PROMPT:
Reproduce all records exactly.

DATA IN THIS EXERCISE:
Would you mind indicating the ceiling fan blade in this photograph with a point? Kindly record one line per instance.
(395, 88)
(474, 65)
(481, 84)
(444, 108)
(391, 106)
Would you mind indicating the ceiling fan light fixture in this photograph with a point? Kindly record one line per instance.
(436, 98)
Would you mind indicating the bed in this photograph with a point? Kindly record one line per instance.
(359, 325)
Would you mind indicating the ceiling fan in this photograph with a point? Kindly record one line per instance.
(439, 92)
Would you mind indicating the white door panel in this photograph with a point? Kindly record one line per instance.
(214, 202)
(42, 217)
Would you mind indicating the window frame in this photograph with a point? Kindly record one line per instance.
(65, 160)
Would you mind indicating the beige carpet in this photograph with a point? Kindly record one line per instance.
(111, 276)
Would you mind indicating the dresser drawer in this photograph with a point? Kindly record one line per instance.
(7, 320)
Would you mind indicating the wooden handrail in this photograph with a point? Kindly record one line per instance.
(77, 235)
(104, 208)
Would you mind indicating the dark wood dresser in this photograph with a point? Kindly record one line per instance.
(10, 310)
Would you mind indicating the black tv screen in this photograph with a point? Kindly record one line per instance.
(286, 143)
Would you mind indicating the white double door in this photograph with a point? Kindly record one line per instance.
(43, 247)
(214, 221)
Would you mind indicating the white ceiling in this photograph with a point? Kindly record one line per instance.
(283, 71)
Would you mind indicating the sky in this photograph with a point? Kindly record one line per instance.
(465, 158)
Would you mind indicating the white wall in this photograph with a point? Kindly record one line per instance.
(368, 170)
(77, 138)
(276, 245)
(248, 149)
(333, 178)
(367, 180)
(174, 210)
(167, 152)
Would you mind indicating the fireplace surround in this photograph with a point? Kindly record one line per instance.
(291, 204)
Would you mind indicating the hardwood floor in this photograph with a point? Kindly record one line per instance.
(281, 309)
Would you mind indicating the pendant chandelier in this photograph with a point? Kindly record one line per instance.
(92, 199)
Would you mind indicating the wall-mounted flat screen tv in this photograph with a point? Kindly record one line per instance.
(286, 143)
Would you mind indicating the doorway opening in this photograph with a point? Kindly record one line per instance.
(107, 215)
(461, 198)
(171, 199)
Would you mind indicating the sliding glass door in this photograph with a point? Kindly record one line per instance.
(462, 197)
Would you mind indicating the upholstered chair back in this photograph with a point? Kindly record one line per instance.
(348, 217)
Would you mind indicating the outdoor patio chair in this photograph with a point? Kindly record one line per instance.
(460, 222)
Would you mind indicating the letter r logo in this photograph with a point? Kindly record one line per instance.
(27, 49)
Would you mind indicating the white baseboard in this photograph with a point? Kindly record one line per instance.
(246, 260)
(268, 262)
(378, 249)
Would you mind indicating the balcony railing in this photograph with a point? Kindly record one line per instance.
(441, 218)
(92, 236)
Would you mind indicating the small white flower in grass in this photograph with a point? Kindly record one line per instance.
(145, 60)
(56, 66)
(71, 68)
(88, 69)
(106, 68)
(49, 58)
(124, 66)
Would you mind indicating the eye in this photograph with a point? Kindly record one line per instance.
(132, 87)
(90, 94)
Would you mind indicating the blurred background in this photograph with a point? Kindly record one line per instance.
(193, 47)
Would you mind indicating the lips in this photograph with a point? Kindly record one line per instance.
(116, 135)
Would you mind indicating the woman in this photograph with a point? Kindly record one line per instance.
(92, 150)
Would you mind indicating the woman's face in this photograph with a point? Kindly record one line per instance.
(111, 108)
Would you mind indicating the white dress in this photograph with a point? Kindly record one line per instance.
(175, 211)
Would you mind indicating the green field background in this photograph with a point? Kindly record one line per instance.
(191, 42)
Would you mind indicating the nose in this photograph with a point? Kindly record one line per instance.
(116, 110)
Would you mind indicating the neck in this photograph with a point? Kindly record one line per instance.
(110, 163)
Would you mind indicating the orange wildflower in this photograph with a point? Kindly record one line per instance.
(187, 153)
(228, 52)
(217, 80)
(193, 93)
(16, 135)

EXERCISE SOLUTION:
Would you mind indicating the ceiling fan blade in this photograph with a point? Kindly record one line per instance.
(395, 88)
(474, 65)
(481, 84)
(444, 108)
(391, 106)
Would you mind indicating the ceiling fan light fixture in this photograph with a point? Kindly record one line per instance.
(436, 98)
Would you mind indicating the bed in this photograph with a point? Kindly record one line per instance.
(359, 325)
Would you mind indicating the ceiling fan in this photograph with a point? Kindly record one line per instance.
(439, 92)
Would you mind indicating the white door panel in this photograph with a point? Kindly record one line per instance.
(214, 202)
(42, 217)
Would you mind indicating the window frame in this photograph with a point? Kindly record one line per instance.
(65, 160)
Would you mind indicating the beige carpet in this photograph with a point? Kindly record one line per instance.
(111, 276)
Would you mind indicating the dresser drawer in this photograph with a point? Kindly record one line per instance.
(7, 320)
Would you mind indicating the wooden handrail in this photograph with a point? Kindly record one line per instance.
(77, 235)
(104, 208)
Would you mind indicating the dark wood dresser in this photograph with a point? Kindly record one line per instance.
(10, 310)
Would you mind indicating the black tv screen in this photograph with a point? Kindly record one line per instance.
(286, 143)
Would you mind indicating the white double door in this photograph with a point? Kindly record one line per instance.
(43, 247)
(214, 221)
Would you mind indicating the white ceiling in this photograph with a point? Kindly record one line per instance.
(283, 71)
Would you mind indicating the sky in this photograph with a point? Kindly record one line per instance.
(465, 158)
Would you mind indicating the white wall in this photograph with a point? Kindly record one line per instance.
(368, 170)
(77, 138)
(276, 245)
(248, 149)
(333, 178)
(367, 180)
(174, 210)
(167, 152)
Would you mind indicating the fireplace surround in this photograph with a point? Kindly record one line per instance.
(291, 204)
Would you mind indicating the hardwood floor in this photograph with a point? Kindly record one line per instance.
(281, 309)
Would you mind indicating the pendant chandelier in this photograph with a point? Kindly record one line per instance.
(92, 199)
Would you mind indicating the wall-mounted flat screen tv in this photograph with a point? Kindly record one line per instance.
(286, 143)
Would you mind indicating the doorway opening in this photograph with a point? Kindly record one line per instance.
(107, 215)
(461, 198)
(171, 199)
Would you mind indicating the sliding glass door in this photograph with a point? Kindly record one line per instance.
(462, 197)
Would you mind indicating the upholstered chair back in this photograph with a point? Kindly record one line per instance.
(348, 217)
Would you mind indicating the outdoor patio chair in this photograph with a point? Kindly record one line per instance.
(460, 222)
Would you mind indicating the letter r logo in this photograph with a point? Kindly record one line per instance.
(27, 49)
Would you mind indicating the white baseboard in this photograph with a point? Kindly record one line per instance.
(246, 260)
(268, 262)
(378, 249)
Would you mind indicating the balcony railing in this photograph with a point? Kindly record one line per instance.
(441, 218)
(92, 236)
Would you mind indicating the small white flower in grass in this photograph with a point? Kindly record one line per instance.
(145, 60)
(56, 66)
(71, 68)
(88, 69)
(106, 68)
(49, 58)
(124, 66)
Would you mind indicating the eye in this photograph with a point? Kindly record one line per instance.
(132, 87)
(90, 94)
Would you mind indicating the blurred background in this photograph with a point? Kindly record one line per instance.
(193, 47)
Would you mind indicating the lips in this photograph with a point? Kindly record one line per instance.
(116, 135)
Would you mind indicating the woman in this photograph with a point? Kindly record one line per instance.
(92, 150)
Would you mind indicating the woman's face in this photograph with a point? Kindly record one line per instance.
(111, 108)
Would you mind indicating the white dress in this photograph with a point? Kindly record one line per instance.
(175, 211)
Would you mind indicating the green field background in this photograph with a point? Kindly record one line per instance.
(191, 42)
Would you mind indicating the nose in this photograph with a point? Kindly record one line per instance.
(116, 110)
Would you mind indicating the neck in this photograph with a point? Kindly record one line per instance.
(110, 163)
Would you mind indicating the orange wildflower in this photograph with a point? Kindly record one line per instance.
(187, 153)
(228, 52)
(217, 80)
(193, 93)
(16, 135)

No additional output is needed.